═══ Article ═══

Starting From Scratch

IMGP0038A couple of weeks ago the Pembrokeshire Permaculture Group met at Mountain Hall, the home of Alex and Sam Heffron. When Alex and Sam moved here 18 months ago they had no background in farming and had never milked a cow. What they did have was a passion and a plan. Now they have a micro-dairy and small beef herd which are showing every sign of becoming a successful business.

Before looking for a farm to buy Alex and Sam had used strategies from Holistic Management to get a clear idea of the kind of life they wanted to create for themselves and the values on which it would be founded. Although this approach is distinct from permaculture they espoused the 3 ethics of Permaculture – Earth Care, People Care and Fair Shares. They also followed the principle of ‘design from pattern to detail’ by thinking about the whole of their desired lifestyle before worrying about the names they would give their cows! (or even how many cows there would be) They had no wish to be rich but wanted to earn a decent living without killing themselves with overwork; to have happy, healthy stock; to provide high quality food direct to members of their community; to build the soil and biodiversity on their land; and, if possible, to enable others in the local community to benefit from the land as well.  Then they devised the enterprises that would work for them and hunted for a small farm that would suit.

IMGP0040First we were shown the 5 milking cows. They plan in future to build a closed herd of Jerseys using AI with sexed sperm to ensure they get heifer calves. Calves are allowed to suckle for about 3 months and all the cows are milked just once a day, one at a time in a home made stall. Initially milking was by hand but now a small machine is used. Each cow’s milk is dealt with separately and is sold as raw milk. It is put into bottles (plastic for now at the request of their environmental health officer but glass once they have convinced her they are safe!) and each bottle has the name of the cow written on it.  Sales are through the Carmarthenshire Food Assembly and from a fridge in one of the sheds to locals. They have regular customers who pre-order and could sell much more than they currently produce. Having done a lot of research they hope to selectively breed for A2 beta-casein in the milk which is thought to make it more digestible and they believe will become the norm in dairying as it has in Australia. In the future, as the herd grows, they may start to make and sell other dairy products such as cheese, yoghurt and kefir.

Next we visited the dexter cattle kept for beef (but on the way stopped to admire the goats). This group are dexter x angus store cattle and any bull calves from the first pregnancies of the Jerseys will join them. In another field were a group of older dexter cows who will provide calves for beef in future. They are grass fed so live outdoors all year round with only lucerne as supplementary feed if there is not enough grazing in winter. When ready they are taken to the small abattoir at Tregaron used by most of the local smallholders, hung there and then taken to a friend’s farm where there is an in-house butchery to be cut and bagged. Like the milk it is sold through the Food Assembly or from a freezer in the shed.

═══ Material ═══

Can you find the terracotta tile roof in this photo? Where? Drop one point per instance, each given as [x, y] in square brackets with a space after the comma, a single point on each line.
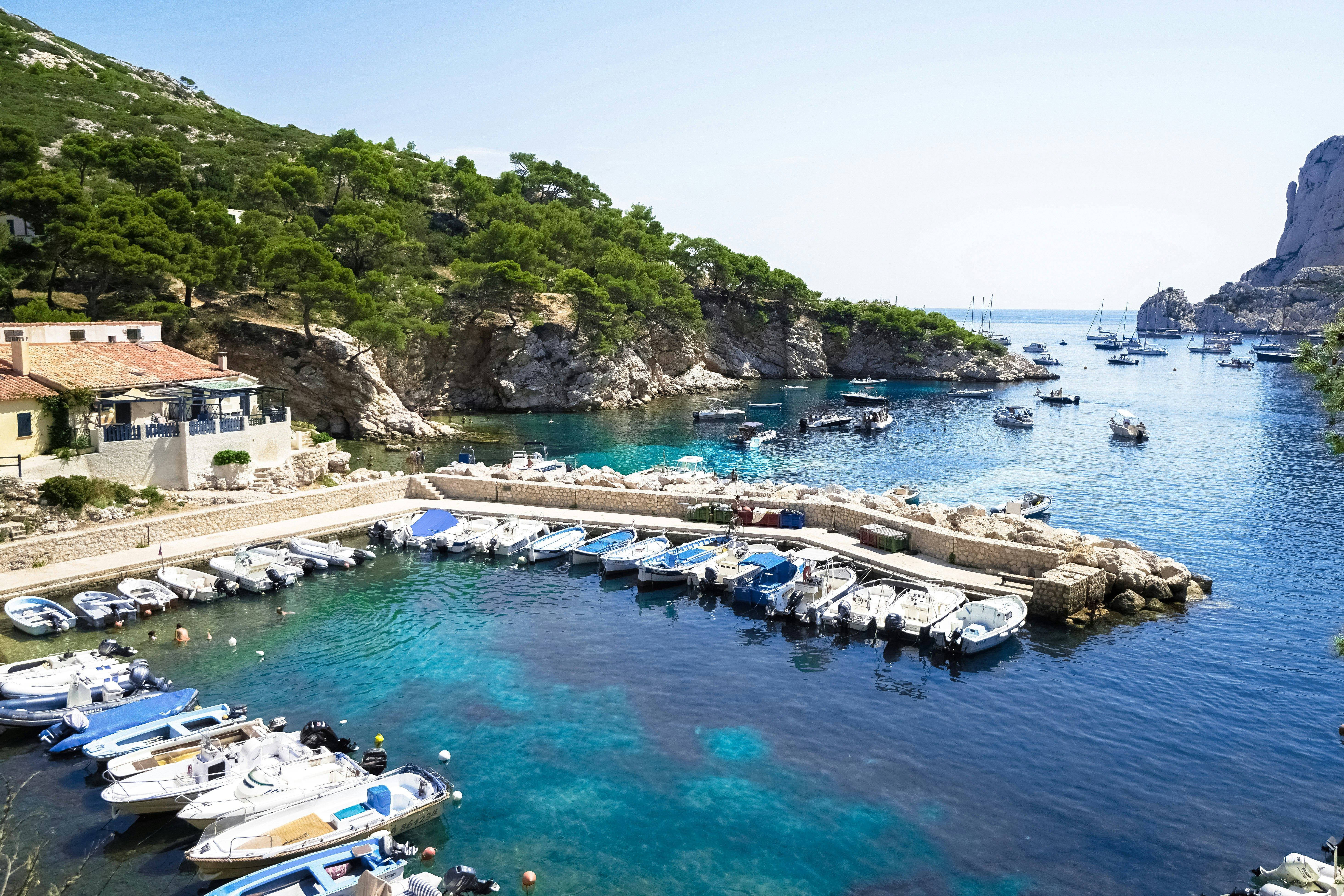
[19, 387]
[111, 365]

═══

Exercise requirements:
[1] Can you give the part of the article on Mountain Hall that opens with the words containing "Starting From Scratch" and closes with "a successful business.", replacing "Mountain Hall" with "the Heffron farm"?
[2] Could you turn the paragraph of the article on Mountain Hall beginning "Next we visited the dexter cattle" into a short list that keeps its main facts?
Work only from the article on Mountain Hall.

Answers to the exercises:
[1]
Starting From Scratch

IMGP0038A couple of weeks ago the Pembrokeshire Permaculture Group met at the Heffron farm, the home of Alex and Sam Heffron. When Alex and Sam moved here 18 months ago they had no background in farming and had never milked a cow. What they did have was a passion and a plan. Now they have a micro-dairy and small beef herd which are showing every sign of becoming a successful business.

[2]
- Dexter x angus store cattle are kept for beef, and bull calves from the Jerseys' first pregnancies will join them.
- A group of older dexter cows in another field will provide calves for beef in future.
- The cattle are grass fed and live outdoors all year, with lucerne as the only supplement when winter grazing runs short.
- When ready, they go to the small abattoir at Tregaron used by most local smallholders and are hung there.
- The meat is then cut and bagged at the in-house butchery on a friend's farm.
- Like the milk, it is sold through the Food Assembly or from a freezer in the shed.